**原文:**

- - -

本件の一般社会に与えた影響が大きかつたことは前述のとおりである。しかし、本件は、その底を割つてみれば特定の人間相互間の微妙な感情のもつれから生じた事案であること、つまり巷間にいわゆる通り魔的な殺害事件や、利欲のための冷静な利害打算のうえに敢行される誘拐殺人事件のごとく、本質的に社会的不安と結びつく性質の事案、すなわち、一般世人をしていついかなる災害が何のいわれもなく、突如わが身にもふりかかつてくるかもしれないという危惧の念を抱かしめざるをないような事犯とは稍々その性質を異にするものであることも、量刑上一応念頭にとどめておいて然るべきであろう。

- - -

(インスタンスごとの点による位置特定データ)
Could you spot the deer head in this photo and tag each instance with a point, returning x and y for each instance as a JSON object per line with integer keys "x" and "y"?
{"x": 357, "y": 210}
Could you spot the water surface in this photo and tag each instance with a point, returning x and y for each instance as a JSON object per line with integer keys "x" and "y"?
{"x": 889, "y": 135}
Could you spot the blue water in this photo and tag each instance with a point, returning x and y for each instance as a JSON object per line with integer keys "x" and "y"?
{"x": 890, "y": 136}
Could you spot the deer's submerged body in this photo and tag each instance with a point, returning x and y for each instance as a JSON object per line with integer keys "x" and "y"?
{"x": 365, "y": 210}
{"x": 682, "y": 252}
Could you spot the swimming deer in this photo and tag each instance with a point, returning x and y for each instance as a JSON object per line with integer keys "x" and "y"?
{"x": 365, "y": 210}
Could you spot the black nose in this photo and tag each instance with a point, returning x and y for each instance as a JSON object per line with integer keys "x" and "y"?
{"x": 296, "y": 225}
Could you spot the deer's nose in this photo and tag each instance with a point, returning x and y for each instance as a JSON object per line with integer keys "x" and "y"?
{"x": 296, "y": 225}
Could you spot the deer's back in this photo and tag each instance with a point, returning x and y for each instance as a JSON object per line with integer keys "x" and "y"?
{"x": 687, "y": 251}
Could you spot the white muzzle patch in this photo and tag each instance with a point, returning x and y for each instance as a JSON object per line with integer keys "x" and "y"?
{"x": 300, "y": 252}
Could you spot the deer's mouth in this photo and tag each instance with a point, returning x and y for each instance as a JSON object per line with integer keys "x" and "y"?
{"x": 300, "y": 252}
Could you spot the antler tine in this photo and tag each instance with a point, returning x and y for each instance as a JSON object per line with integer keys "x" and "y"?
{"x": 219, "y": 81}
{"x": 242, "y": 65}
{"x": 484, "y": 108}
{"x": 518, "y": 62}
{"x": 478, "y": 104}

- - -

**課題:**
1 - 原文のうち、「本件の一般社会に与えた影響が」を含む語句で始まり「めておいて然るべきであろう。」で終わる部分を、そのまま書き写せ。
2 - 原文に出てくる接続詞を、出てくる順にすべて挙げよ。

**解答一覧:**
1 -
本件の一般社会に与えた影響が大きかつたことは前述のとおりである。しかし、本件は、その底を割つてみれば特定の人間相互間の微妙な感情のもつれから生じた事案であること、つまり巷間にいわゆる通り魔的な殺害事件や、利欲のための冷静な利害打算のうえに敢行される誘拐殺人事件のごとく、本質的に社会的不安と結びつく性質の事案、すなわち、一般世人をしていついかなる災害が何のいわれもなく、突如わが身にもふりかかつてくるかもしれないという危惧の念を抱かしめざるをないような事犯とは稍々その性質を異にするものであることも、量刑上一応念頭にとどめておいて然るべきであろう。

2 - しかし、つまり、すなわち